··· Quoted passage

# Hiking Suggestions in Sebago/Long Lake Region (Maine)



## ChileMass (Jul 7, 2004)

The family and friends will be at Sebago Lake State Park from July 14-18, and I am looking for suggestions of interesting hikes in the Naples/Harrison/Bethel region that would have good views of the lakes, etc.  Anyone got any favorites?  Looking for moderate hikes that would be appropriate for kids, and also some that would test the adults.  Thanks.......


----------



## MichaelJ (Jul 8, 2004)

An incredible hike that will test the adults but comes with amazing rewards is the Baldface Circle Loop off Rte 113 just south of Evans Notch. They're only 3000-footers, but the starting point is low so you get a good climb. Miles of above-treeline walking with incredible views in all directions, from the Wild River Valley (edged by the Carter-Moriah range) to the west, to deep into Maine to the east.

You can take the full loop or cut it a bit short with the Bicknell Ridge Trail (as we did). Bring something appropriate to wear and jump in Emerald Pool on the way back down.


----------



## ChileMass (Jul 8, 2004)

······

> **Given request 1**: In the hiking thread, which trail does MichaelJ say can be used to cut the Baldface Circle Loop short?
The entries that follow are unrelated to the hiking thread.

··· Recorded information

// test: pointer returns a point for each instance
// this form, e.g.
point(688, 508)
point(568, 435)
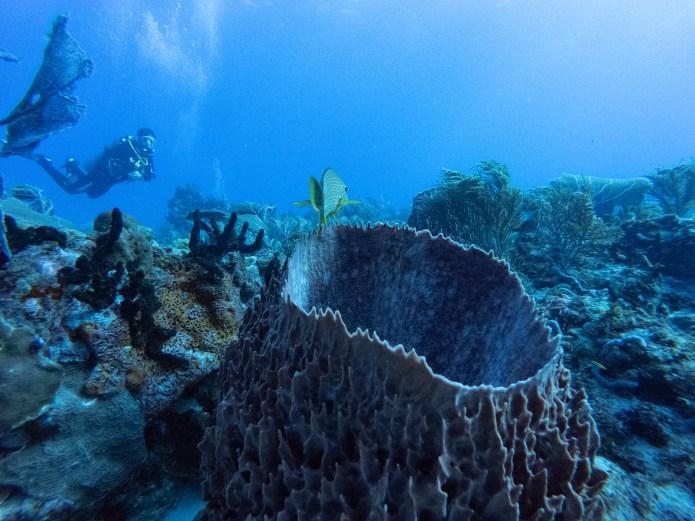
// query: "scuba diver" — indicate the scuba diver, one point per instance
point(128, 159)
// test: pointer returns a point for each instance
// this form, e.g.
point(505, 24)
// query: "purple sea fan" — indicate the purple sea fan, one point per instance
point(391, 375)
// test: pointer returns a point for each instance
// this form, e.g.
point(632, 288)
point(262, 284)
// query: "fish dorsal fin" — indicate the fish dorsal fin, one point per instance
point(315, 194)
point(334, 190)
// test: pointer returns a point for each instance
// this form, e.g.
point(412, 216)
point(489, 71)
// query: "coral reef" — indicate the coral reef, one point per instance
point(100, 335)
point(619, 199)
point(481, 209)
point(27, 382)
point(220, 241)
point(662, 245)
point(321, 418)
point(84, 450)
point(563, 227)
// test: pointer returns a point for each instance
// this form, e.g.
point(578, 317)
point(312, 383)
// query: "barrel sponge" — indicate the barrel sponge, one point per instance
point(391, 375)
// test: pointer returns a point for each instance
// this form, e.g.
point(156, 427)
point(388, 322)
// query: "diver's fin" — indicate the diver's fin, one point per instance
point(49, 105)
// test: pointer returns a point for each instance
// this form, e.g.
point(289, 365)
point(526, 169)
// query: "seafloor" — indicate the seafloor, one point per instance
point(121, 346)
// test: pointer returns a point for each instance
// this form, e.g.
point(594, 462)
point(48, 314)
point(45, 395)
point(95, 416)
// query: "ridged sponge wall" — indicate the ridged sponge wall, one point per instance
point(392, 375)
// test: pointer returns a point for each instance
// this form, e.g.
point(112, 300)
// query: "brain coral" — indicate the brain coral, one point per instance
point(392, 375)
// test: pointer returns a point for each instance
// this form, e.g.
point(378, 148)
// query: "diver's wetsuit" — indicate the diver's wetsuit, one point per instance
point(123, 161)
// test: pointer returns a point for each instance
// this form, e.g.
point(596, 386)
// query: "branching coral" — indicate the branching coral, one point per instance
point(481, 209)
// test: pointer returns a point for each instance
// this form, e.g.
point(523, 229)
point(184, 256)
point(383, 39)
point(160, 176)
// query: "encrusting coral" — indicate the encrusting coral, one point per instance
point(330, 409)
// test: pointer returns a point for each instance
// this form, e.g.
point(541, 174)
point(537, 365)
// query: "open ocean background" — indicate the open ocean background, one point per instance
point(249, 98)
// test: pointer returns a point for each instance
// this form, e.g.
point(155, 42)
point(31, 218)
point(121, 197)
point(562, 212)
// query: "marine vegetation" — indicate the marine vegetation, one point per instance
point(327, 197)
point(564, 225)
point(482, 208)
point(674, 189)
point(49, 105)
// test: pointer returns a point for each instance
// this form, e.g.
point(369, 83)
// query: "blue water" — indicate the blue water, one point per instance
point(386, 92)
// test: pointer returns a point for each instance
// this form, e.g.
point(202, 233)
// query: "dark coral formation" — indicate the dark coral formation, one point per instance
point(21, 238)
point(220, 241)
point(663, 245)
point(321, 419)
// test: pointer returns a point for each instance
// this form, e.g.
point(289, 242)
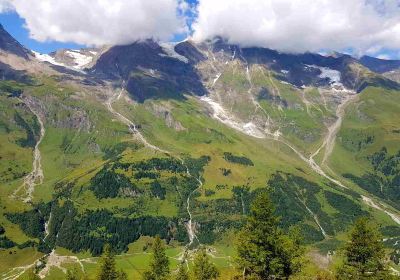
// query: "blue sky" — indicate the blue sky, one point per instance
point(15, 26)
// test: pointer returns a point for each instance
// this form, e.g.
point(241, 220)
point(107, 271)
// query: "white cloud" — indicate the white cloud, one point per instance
point(365, 26)
point(5, 6)
point(101, 22)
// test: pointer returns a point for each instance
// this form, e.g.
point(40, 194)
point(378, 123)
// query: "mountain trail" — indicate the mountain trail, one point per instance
point(220, 114)
point(190, 224)
point(132, 127)
point(35, 177)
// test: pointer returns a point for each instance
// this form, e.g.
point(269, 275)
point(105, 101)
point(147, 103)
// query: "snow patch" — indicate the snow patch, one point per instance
point(169, 49)
point(334, 76)
point(371, 203)
point(80, 59)
point(47, 58)
point(223, 116)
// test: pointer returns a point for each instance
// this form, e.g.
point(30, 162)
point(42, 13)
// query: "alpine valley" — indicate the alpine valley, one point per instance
point(116, 145)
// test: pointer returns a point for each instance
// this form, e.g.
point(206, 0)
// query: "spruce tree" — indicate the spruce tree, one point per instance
point(121, 275)
point(159, 265)
point(263, 250)
point(72, 275)
point(203, 268)
point(364, 254)
point(182, 273)
point(32, 275)
point(107, 265)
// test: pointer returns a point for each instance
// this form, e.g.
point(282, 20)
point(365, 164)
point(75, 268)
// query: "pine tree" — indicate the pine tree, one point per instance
point(364, 255)
point(182, 273)
point(72, 275)
point(32, 275)
point(159, 265)
point(264, 251)
point(107, 265)
point(203, 268)
point(121, 275)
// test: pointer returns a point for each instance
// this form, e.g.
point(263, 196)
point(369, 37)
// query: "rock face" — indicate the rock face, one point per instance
point(164, 113)
point(148, 71)
point(380, 65)
point(10, 45)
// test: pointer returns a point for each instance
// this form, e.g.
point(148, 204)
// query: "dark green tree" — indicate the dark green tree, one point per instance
point(121, 275)
point(72, 275)
point(203, 268)
point(159, 265)
point(32, 275)
point(264, 250)
point(364, 254)
point(182, 272)
point(107, 265)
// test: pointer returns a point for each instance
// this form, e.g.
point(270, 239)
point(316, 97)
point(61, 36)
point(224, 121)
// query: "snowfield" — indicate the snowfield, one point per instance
point(80, 60)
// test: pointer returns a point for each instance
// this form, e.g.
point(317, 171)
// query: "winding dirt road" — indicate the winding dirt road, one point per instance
point(35, 177)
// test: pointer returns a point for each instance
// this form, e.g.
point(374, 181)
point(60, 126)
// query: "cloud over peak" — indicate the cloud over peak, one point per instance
point(364, 26)
point(100, 22)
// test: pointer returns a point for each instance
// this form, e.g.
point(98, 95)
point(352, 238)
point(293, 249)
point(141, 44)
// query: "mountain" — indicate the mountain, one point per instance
point(380, 65)
point(10, 45)
point(120, 144)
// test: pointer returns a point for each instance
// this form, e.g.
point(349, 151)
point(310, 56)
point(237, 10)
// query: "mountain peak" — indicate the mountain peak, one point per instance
point(10, 45)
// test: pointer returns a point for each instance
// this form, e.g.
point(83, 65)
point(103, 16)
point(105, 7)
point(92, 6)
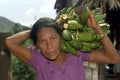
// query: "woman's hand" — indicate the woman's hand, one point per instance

······

> **Given request 2**: Please update the entries, everything from their start down to the line containing "point(334, 190)", by replacing "pointer" with "marker" and leaving all else unchanged. Omit the pictures from your answer.

> **Correct answer 1**: The Bicknell Ridge Trail.

> **Correct answer 2**:
// test: marker returns a point for each instance
// this form, e.g.
point(688, 508)
point(568, 435)
// query: "scuba diver" — indicate the scuba diver, one point per instance
point(128, 159)
// test: marker returns a point for each instance
// this form, e.g.
point(505, 24)
// query: "purple sea fan" — indicate the purple sea fan, one point per instance
point(391, 375)
// test: marker returns a point for each instance
// this form, e.g.
point(632, 288)
point(262, 284)
// query: "fish dorsal fin" — indicate the fish dorsal fin, one point per instance
point(315, 194)
point(334, 190)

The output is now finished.